- **Brief**: Count the lines in the entries below that contain the string "front", with case counting, and reply with the number alone.

- **Given records**:
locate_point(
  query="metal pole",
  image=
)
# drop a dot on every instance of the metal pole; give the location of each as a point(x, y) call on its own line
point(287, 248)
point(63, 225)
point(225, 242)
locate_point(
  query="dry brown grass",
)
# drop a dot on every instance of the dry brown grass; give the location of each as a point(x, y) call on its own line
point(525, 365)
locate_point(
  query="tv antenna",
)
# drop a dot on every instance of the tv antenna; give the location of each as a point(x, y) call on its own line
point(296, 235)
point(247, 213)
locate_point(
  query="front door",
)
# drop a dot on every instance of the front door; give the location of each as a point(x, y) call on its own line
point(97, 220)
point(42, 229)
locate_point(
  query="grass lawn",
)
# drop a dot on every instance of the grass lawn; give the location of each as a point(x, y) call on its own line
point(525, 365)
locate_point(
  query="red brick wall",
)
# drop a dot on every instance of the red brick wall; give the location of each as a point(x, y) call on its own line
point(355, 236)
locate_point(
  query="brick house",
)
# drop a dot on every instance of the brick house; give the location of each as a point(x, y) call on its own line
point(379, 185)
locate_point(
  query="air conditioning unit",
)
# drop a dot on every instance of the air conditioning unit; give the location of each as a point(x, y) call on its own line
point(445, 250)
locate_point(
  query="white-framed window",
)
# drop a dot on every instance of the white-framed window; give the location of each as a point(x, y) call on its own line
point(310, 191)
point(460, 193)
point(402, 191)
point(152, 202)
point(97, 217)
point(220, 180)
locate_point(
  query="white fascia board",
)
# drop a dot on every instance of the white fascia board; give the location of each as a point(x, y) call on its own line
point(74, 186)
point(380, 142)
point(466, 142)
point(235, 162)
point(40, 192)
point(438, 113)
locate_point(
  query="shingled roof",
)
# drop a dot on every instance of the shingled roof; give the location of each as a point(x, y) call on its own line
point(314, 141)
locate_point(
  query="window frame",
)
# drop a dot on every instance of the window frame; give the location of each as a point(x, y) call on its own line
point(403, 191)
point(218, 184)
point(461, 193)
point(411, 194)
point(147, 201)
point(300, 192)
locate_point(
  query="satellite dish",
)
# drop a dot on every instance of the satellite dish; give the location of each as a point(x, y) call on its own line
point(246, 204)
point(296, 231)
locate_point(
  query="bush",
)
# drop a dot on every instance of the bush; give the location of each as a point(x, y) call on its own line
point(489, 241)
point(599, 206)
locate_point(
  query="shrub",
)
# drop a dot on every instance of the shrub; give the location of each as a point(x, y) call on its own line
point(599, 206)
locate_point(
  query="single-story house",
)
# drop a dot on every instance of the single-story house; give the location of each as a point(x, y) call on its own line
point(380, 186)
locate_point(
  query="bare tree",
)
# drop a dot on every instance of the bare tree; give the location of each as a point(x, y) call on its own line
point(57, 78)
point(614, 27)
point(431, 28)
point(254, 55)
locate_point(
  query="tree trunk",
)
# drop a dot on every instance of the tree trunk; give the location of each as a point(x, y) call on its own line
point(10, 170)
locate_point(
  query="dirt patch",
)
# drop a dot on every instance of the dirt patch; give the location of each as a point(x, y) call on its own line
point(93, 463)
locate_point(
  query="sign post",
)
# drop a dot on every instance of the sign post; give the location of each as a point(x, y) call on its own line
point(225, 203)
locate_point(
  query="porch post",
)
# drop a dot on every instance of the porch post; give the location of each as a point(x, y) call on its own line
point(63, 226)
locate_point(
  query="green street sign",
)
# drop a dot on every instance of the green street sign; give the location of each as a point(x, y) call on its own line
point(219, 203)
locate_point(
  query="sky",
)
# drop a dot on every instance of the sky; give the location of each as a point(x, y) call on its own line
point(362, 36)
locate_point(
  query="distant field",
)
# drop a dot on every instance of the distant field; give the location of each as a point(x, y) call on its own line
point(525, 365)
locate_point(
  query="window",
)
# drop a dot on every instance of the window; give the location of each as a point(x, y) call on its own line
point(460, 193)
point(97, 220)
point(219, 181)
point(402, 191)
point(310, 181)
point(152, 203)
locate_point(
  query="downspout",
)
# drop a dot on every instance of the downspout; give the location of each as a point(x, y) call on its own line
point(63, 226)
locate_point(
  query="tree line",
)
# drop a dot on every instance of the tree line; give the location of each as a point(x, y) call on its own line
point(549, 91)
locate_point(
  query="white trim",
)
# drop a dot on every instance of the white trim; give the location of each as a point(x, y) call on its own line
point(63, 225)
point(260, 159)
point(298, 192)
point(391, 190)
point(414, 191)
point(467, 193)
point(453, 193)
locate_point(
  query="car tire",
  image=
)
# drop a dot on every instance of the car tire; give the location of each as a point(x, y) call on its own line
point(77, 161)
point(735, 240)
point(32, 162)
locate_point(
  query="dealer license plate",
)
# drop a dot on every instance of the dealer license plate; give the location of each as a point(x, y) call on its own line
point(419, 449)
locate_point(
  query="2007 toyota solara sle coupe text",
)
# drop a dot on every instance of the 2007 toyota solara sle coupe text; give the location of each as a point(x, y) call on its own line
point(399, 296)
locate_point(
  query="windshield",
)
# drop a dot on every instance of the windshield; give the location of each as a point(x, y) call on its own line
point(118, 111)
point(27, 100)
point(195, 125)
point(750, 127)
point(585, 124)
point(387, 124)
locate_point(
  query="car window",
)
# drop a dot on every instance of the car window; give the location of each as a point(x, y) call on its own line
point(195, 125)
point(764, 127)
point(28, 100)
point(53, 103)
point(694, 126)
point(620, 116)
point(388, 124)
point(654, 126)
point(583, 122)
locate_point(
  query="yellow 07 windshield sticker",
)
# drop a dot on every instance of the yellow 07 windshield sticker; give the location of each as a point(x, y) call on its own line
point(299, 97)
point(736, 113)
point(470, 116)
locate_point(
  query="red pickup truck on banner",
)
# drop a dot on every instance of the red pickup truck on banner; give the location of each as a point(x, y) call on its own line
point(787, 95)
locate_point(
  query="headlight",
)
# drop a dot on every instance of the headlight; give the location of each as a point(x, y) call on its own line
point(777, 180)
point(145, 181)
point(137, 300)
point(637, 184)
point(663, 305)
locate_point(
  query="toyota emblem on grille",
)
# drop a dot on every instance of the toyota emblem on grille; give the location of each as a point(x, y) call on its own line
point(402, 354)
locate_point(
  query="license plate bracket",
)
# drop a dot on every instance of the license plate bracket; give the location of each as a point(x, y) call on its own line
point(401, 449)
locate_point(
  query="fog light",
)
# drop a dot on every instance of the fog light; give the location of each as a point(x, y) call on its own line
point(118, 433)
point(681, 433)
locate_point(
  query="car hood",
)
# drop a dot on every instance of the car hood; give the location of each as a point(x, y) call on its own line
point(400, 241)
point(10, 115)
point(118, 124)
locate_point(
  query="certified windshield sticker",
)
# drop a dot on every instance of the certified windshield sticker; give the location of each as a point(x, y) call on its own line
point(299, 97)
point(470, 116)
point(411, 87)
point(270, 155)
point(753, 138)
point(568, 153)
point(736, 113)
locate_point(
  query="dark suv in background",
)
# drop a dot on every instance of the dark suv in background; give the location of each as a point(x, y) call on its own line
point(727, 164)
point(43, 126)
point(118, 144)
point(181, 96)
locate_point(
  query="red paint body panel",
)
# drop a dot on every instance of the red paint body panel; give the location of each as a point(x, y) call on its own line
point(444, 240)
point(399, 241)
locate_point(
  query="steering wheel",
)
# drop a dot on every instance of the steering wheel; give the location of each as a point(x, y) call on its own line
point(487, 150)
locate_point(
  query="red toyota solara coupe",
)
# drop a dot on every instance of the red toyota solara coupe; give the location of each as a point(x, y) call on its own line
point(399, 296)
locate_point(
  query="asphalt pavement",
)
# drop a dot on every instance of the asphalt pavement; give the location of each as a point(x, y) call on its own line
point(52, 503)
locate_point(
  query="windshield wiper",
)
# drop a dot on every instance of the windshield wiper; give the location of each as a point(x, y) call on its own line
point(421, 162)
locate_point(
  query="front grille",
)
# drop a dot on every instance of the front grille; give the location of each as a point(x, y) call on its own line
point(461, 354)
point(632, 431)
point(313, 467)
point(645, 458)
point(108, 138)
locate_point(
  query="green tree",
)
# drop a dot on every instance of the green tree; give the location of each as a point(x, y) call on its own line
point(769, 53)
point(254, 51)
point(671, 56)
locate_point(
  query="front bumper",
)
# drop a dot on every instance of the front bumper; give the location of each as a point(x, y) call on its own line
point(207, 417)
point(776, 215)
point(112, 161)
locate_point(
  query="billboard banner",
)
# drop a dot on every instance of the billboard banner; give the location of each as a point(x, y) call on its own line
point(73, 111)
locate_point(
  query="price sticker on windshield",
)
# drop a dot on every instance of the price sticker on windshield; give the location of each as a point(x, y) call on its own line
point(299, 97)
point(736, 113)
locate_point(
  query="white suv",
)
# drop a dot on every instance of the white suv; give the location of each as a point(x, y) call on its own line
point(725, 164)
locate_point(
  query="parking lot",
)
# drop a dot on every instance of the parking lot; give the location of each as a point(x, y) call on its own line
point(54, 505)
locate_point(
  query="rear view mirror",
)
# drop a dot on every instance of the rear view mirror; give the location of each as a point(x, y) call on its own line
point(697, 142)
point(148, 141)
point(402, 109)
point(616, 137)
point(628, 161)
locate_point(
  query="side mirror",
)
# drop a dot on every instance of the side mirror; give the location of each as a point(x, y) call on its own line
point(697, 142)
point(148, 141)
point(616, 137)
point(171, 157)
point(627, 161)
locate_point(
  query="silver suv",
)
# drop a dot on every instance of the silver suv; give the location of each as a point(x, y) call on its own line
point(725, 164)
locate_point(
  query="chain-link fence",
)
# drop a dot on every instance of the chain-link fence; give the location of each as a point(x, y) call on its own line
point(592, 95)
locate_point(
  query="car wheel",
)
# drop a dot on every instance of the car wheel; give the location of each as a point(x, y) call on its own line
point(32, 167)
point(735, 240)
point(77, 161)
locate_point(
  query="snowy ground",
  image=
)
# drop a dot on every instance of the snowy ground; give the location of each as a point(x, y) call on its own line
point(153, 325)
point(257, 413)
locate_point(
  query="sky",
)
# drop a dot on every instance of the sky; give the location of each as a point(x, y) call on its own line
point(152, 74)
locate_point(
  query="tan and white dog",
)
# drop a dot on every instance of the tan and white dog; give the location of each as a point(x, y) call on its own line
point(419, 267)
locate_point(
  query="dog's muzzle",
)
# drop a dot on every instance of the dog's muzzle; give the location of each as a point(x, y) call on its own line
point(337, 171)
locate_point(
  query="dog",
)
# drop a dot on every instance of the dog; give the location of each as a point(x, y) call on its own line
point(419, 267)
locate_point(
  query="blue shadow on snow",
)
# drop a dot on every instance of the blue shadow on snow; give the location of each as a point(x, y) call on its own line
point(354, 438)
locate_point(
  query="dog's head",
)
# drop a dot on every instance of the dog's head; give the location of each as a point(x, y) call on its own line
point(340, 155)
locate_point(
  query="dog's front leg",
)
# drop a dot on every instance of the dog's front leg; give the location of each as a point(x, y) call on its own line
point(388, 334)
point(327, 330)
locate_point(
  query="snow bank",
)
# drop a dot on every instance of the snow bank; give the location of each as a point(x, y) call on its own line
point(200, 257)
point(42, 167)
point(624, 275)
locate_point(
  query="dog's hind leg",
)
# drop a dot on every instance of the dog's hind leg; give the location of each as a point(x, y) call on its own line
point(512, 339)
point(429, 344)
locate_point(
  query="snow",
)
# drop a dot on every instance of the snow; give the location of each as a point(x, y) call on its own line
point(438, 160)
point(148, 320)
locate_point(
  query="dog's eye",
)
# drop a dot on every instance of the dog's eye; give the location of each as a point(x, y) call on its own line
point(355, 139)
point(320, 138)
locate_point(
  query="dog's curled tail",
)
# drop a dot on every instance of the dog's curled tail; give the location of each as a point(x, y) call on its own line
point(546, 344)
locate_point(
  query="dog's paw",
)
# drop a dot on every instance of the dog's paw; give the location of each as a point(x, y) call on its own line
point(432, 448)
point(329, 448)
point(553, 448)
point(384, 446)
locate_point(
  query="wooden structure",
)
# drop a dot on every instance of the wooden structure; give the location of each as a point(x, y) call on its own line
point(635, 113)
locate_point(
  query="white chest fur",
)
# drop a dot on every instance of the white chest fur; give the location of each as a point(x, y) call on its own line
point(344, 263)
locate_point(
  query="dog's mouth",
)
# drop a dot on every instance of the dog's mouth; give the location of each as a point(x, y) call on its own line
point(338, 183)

- **Correct output**: 8